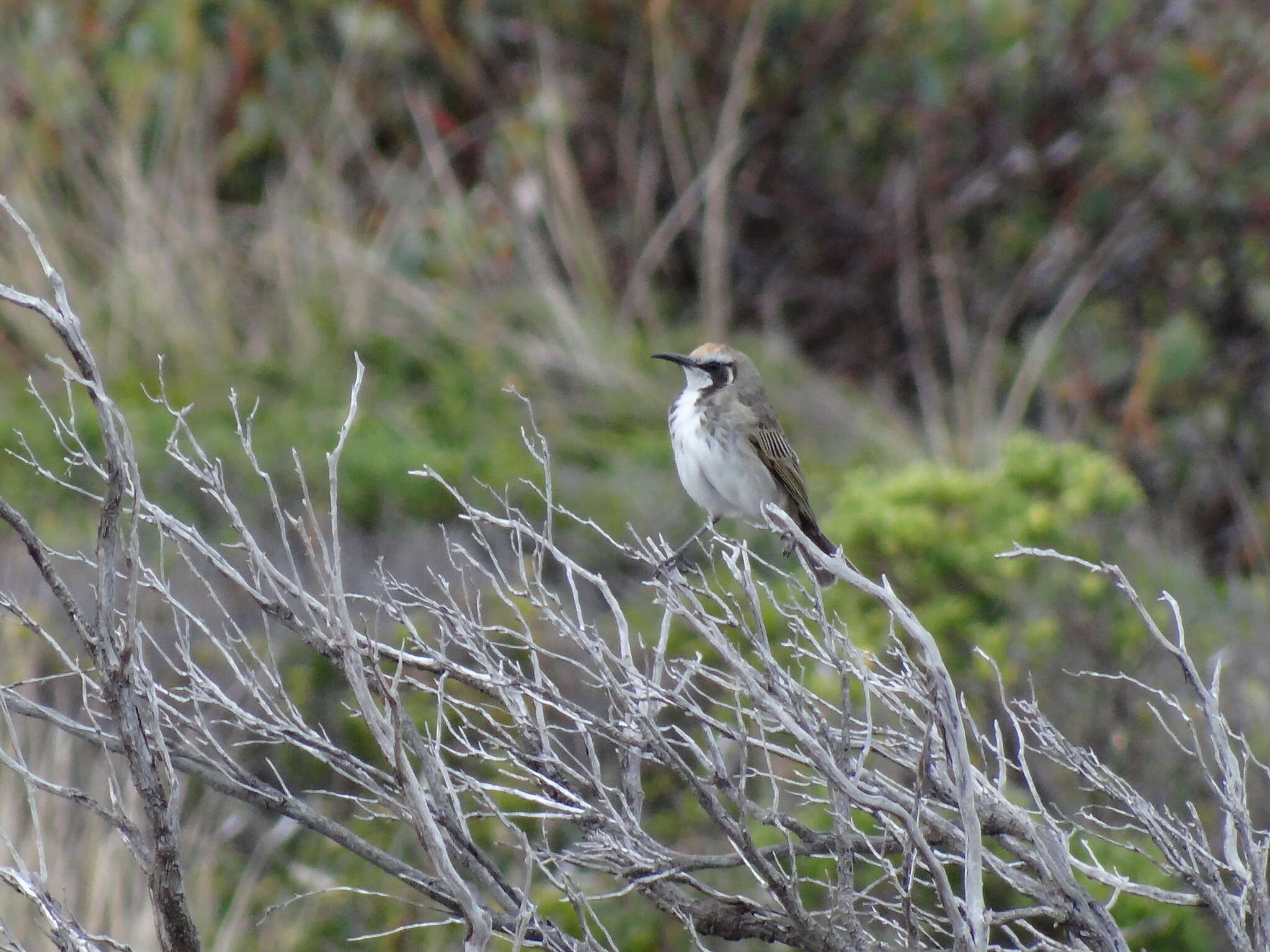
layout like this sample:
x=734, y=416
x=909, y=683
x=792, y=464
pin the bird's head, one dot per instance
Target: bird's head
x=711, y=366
...
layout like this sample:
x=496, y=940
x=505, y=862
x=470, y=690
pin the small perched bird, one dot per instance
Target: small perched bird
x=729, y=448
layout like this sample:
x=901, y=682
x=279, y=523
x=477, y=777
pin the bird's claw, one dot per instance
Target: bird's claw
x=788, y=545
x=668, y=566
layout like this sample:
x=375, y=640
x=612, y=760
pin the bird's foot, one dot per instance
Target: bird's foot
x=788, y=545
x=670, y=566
--
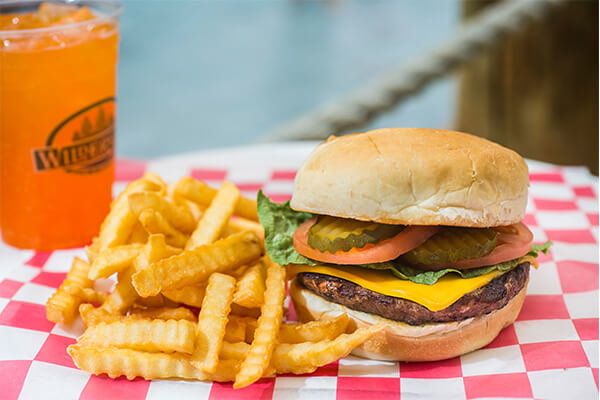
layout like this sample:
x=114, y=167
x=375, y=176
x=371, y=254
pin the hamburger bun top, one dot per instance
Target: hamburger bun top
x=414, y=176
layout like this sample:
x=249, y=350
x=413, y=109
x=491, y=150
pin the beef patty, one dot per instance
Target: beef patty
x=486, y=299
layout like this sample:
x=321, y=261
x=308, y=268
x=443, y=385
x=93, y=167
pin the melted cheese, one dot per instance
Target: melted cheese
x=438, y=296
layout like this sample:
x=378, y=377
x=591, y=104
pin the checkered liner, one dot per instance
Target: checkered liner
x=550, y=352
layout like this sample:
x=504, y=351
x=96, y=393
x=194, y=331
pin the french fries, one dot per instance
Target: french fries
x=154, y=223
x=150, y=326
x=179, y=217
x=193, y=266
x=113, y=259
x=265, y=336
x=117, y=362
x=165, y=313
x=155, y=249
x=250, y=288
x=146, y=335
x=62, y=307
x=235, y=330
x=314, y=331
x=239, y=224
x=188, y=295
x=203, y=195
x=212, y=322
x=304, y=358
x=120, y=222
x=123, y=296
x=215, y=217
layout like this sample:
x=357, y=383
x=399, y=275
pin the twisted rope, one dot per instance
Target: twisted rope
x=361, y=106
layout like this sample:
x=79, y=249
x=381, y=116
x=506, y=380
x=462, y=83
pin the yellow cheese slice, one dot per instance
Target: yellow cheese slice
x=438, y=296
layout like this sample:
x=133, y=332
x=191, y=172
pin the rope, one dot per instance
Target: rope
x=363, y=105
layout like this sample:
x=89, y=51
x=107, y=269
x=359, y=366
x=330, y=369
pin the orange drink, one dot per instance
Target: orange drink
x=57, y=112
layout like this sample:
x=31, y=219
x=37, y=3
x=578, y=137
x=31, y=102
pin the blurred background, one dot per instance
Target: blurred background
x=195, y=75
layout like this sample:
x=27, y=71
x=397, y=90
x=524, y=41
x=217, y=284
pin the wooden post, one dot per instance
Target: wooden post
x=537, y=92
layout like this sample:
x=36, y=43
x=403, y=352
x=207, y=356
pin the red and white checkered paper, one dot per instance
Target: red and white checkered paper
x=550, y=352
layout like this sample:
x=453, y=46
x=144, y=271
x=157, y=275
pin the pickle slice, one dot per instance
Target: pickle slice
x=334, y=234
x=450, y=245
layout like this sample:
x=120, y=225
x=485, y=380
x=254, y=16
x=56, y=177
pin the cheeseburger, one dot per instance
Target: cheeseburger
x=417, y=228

(Directions for this task): Above are the lines; repeat exactly the ones from the line containing "Target: small perched bird" down to the line containing "pin the bird's foot, one dot per instance", both inclusive.

(Reply):
Target: small perched bird
x=729, y=448
layout like this sample:
x=901, y=682
x=279, y=523
x=477, y=777
pin the bird's claw, one dot per instance
Target: bird's claw
x=788, y=545
x=668, y=566
layout like this sample:
x=375, y=640
x=612, y=760
pin the bird's foot, one dot per instance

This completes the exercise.